◆ WHAT YOU ARE ASKED TO DO
Output every entry exactly as written, skipping any pictures.

(Stored items from a collection)
»»
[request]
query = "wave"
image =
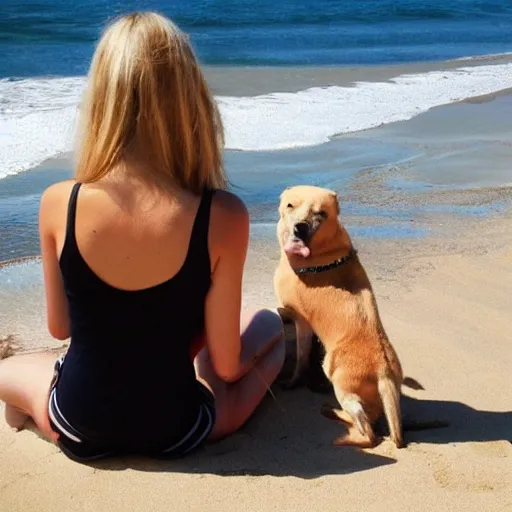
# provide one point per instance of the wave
(38, 116)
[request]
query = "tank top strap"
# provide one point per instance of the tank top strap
(200, 230)
(71, 219)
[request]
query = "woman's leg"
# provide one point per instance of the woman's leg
(262, 336)
(24, 387)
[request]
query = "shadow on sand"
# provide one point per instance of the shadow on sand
(289, 437)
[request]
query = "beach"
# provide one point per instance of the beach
(408, 119)
(445, 305)
(427, 202)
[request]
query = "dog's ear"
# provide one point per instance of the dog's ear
(282, 193)
(334, 195)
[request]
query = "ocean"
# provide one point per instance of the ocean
(310, 92)
(46, 46)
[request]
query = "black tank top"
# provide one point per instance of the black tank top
(128, 376)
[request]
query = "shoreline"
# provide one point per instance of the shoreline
(445, 309)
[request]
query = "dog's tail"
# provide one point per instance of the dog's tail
(390, 395)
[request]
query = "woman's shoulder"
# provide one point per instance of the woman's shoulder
(229, 219)
(57, 192)
(229, 207)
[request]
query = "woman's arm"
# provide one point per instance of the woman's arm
(50, 213)
(229, 233)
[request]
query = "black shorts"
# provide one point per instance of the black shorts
(81, 449)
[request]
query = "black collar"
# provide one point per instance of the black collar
(323, 268)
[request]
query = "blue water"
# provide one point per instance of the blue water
(56, 37)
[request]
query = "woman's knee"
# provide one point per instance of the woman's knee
(262, 323)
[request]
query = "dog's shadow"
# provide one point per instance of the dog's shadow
(289, 437)
(464, 424)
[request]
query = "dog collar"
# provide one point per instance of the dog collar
(329, 266)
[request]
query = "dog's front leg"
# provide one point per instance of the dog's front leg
(304, 335)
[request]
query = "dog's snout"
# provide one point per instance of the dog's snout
(301, 230)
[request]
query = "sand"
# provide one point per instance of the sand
(446, 308)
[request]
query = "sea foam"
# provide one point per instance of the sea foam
(38, 116)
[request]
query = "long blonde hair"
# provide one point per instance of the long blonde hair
(146, 93)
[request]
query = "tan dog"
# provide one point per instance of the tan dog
(323, 287)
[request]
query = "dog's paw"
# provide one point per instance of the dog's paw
(328, 412)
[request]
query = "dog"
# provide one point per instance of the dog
(321, 285)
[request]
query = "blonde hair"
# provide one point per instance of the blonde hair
(147, 94)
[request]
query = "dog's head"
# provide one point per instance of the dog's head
(308, 219)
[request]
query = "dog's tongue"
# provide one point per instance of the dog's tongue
(297, 247)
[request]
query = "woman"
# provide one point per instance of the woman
(143, 258)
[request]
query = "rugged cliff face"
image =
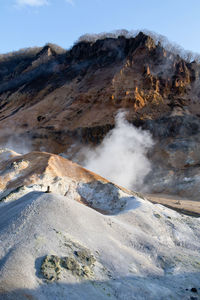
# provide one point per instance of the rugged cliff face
(55, 98)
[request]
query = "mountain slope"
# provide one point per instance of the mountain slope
(57, 101)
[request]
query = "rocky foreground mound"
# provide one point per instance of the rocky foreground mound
(93, 241)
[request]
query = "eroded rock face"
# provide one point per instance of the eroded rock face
(76, 94)
(73, 97)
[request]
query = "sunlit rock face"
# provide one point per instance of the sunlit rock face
(58, 101)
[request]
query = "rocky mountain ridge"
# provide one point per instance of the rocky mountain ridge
(54, 99)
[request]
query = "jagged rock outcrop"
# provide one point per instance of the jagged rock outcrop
(58, 98)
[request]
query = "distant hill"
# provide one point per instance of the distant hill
(53, 99)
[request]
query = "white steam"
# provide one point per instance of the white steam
(121, 157)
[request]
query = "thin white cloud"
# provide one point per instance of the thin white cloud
(32, 3)
(70, 2)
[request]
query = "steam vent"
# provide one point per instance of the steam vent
(100, 171)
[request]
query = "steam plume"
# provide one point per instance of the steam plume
(121, 157)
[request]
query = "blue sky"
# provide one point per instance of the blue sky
(26, 23)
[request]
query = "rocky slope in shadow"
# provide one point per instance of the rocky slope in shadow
(58, 98)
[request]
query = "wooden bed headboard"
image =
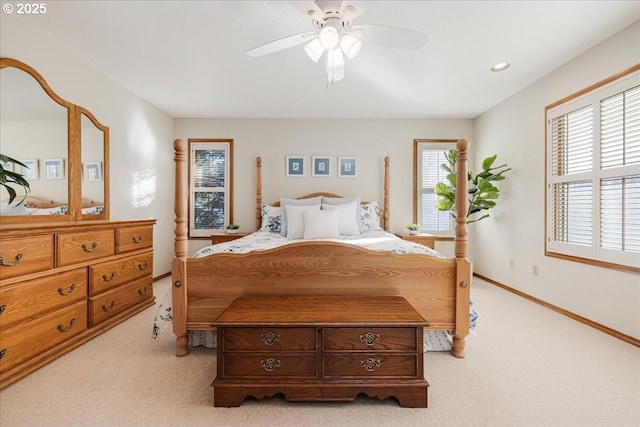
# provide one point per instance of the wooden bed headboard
(384, 209)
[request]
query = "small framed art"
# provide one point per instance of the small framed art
(347, 167)
(54, 168)
(321, 166)
(93, 171)
(295, 166)
(30, 169)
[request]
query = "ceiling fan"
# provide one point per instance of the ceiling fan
(336, 36)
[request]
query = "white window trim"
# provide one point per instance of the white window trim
(594, 254)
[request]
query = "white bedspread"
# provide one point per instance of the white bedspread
(263, 240)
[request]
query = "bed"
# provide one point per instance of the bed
(203, 286)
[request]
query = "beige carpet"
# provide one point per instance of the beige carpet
(527, 366)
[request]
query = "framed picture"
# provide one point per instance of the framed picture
(347, 167)
(295, 166)
(93, 171)
(54, 169)
(30, 172)
(321, 166)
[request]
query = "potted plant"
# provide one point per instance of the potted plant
(413, 228)
(482, 191)
(9, 178)
(232, 228)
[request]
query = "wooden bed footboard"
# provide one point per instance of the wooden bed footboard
(202, 288)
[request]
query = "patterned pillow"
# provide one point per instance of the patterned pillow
(271, 218)
(370, 217)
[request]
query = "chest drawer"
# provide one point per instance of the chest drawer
(25, 255)
(269, 365)
(117, 300)
(108, 275)
(275, 339)
(72, 248)
(34, 337)
(370, 365)
(367, 339)
(133, 238)
(47, 294)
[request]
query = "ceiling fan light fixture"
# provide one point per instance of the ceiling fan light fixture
(329, 37)
(350, 45)
(314, 50)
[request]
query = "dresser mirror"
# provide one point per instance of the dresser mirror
(64, 147)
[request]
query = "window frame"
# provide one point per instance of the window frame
(592, 254)
(417, 178)
(217, 144)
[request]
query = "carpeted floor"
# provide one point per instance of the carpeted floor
««
◆ FULL ANSWER
[request]
query = "wave"
image =
# provide one point per instance of the wave
(38, 116)
[request]
query = "tank top strap"
# provide one point per instance of the tank top strap
(200, 230)
(71, 219)
[request]
query = "woman's leg"
# provide one point per instance of the woman's leg
(262, 336)
(24, 387)
[request]
query = "shadow on sand"
# provide one point per instance of the shadow on sand
(289, 437)
[request]
query = "beach"
# provide one point per instance of the beach
(408, 119)
(445, 305)
(427, 202)
[request]
query = "dog's ear"
# provide one point per instance of the dog's ear
(282, 193)
(334, 195)
[request]
query = "ocean"
# provide one point per instance of the ocean
(310, 92)
(46, 46)
[request]
query = "black tank top"
# provide one point per instance of the black tank top
(128, 376)
[request]
query = "shoreline"
# provide one point per instance of the shoreline
(445, 309)
[request]
query = "dog's tail"
# provide one point per instance of the dog's tail
(390, 395)
[request]
query = "woman's shoulder"
# provide one point per instance of the woman's shoulder
(229, 219)
(57, 192)
(229, 207)
[request]
query = "woman's arm"
# provide one point per instance of the woman's arm
(50, 213)
(229, 233)
[request]
query = "black shorts"
# provide one point per instance of the black shorts
(81, 449)
[request]
query = "black collar"
# provide one point per instance of the black collar
(323, 268)
[request]
query = "blue water"
# provide one point per instance of the blue water
(56, 37)
[request]
query = "woman's knee"
# provide one point per instance of the woman's knee
(262, 323)
[request]
query = "dog's shadow"
# provide one point per instance of the dog's shadow
(289, 437)
(464, 424)
[request]
query = "dog collar"
# provide one point per instance of the dog collar
(329, 266)
[request]
query = "dog's front leg"
# provide one point per instance of the dog's front leg
(304, 335)
[request]
query = "dog's snout"
# provide one point per instance of the dog's snout
(301, 230)
[request]
query = "sand"
# provide one point per instance of the sand
(446, 308)
[request]
query = "sea foam"
# provide one point per instance of the sea foam
(38, 116)
[request]
query = "long blonde hair"
# provide one point per instance of the long blonde hair
(146, 93)
[request]
query = "tan dog"
# provide one point per instance of the tan dog
(323, 287)
[request]
query = "dog's paw"
# provide one point per instance of the dog's paw
(328, 412)
[request]
query = "dog"
# provide one point per instance of the dog
(321, 285)
[request]
query = "blonde hair"
# provide one point per instance of the blonde hair
(147, 94)
[request]
query = "dog's head"
# provide one point per instance of the dog's head
(308, 219)
[request]
query = "dog's tongue"
# provide one point per instance of the dog's tongue
(297, 247)
[request]
query = "woman"
# provide one point per instance of the woman
(143, 258)
[request]
query = "rugged cliff face"
image =
# provide one point per instance of the rugged cliff face
(55, 98)
[request]
query = "mountain slope"
# provide one point per instance of the mountain slope
(57, 101)
[request]
query = "rocky foreground mound"
# provide one point per instance of the rocky foreground mound
(93, 241)
[request]
query = "eroded rock face"
# provide one point per instance of the eroded rock face
(76, 94)
(73, 97)
[request]
query = "sunlit rock face"
# provide one point per instance of the sunlit rock face
(58, 101)
[request]
query = "rocky mountain ridge"
# provide one point per instance of the rocky mountain ridge
(54, 99)
[request]
query = "jagged rock outcrop"
# provide one point per instance of the jagged rock outcrop
(58, 98)
[request]
query = "distant hill"
# provide one point per instance of the distant hill
(53, 99)
[request]
query = "white steam"
# provide one point per instance of the white steam
(121, 157)
[request]
query = "thin white cloud"
# provide one point per instance of the thin white cloud
(32, 3)
(70, 2)
[request]
query = "steam vent"
# provide one point per instance of the steam vent
(100, 171)
[request]
query = "steam plume"
# provide one point per instance of the steam plume
(121, 157)
[request]
query = "blue sky"
# provide one point per instance of the blue sky
(26, 23)
[request]
query = "rocky slope in shadow"
# provide one point per instance of the rocky slope in shadow
(58, 98)
[request]
query = "wooden bed headboard"
image =
# provide one point per instance of the wooden bed headboard
(384, 209)
[request]
query = "small framed art"
# provide one point per instance of the small framed art
(347, 167)
(54, 168)
(321, 166)
(93, 171)
(295, 166)
(30, 169)
[request]
query = "ceiling fan"
# provide one point per instance of the ceiling fan
(336, 36)
[request]
query = "white window trim"
# provide one point per instance of the white window trim
(594, 254)
[request]
query = "white bedspread"
# provide one point per instance of the white bedspread
(263, 240)
[request]
query = "bed"
# provide one point per instance of the bed
(203, 286)
[request]
query = "beige carpet"
# provide one point per instance of the beige carpet
(527, 366)
[request]
query = "framed picture"
# provide one point per instance of the framed picture
(347, 167)
(295, 166)
(93, 171)
(54, 169)
(30, 172)
(321, 166)
[request]
query = "potted plant"
# provide one point per instance of the potted plant
(413, 228)
(482, 191)
(9, 178)
(232, 228)
[request]
query = "wooden bed footboard"
# provide one point per instance of the wooden bed footboard
(202, 288)
[request]
query = "patterned pillow"
# provide one point per instance of the patterned pillow
(271, 218)
(370, 217)
[request]
query = "chest drawer"
# provide one point per instance of the chest drawer
(25, 255)
(269, 365)
(117, 300)
(108, 275)
(275, 339)
(72, 248)
(34, 337)
(370, 365)
(367, 339)
(133, 238)
(47, 294)
[request]
query = "ceiling fan light fixture"
# provide one point per instance of the ceiling fan light fixture
(329, 37)
(350, 45)
(314, 50)
[request]
query = "dresser mirror"
# provide one point per instance of the dresser mirror
(64, 147)
[request]
query = "window frame"
# provide one point per instance of the window frame
(592, 254)
(417, 178)
(217, 144)
[request]
query = "carpeted floor"
# provide one point per instance of the carpeted floor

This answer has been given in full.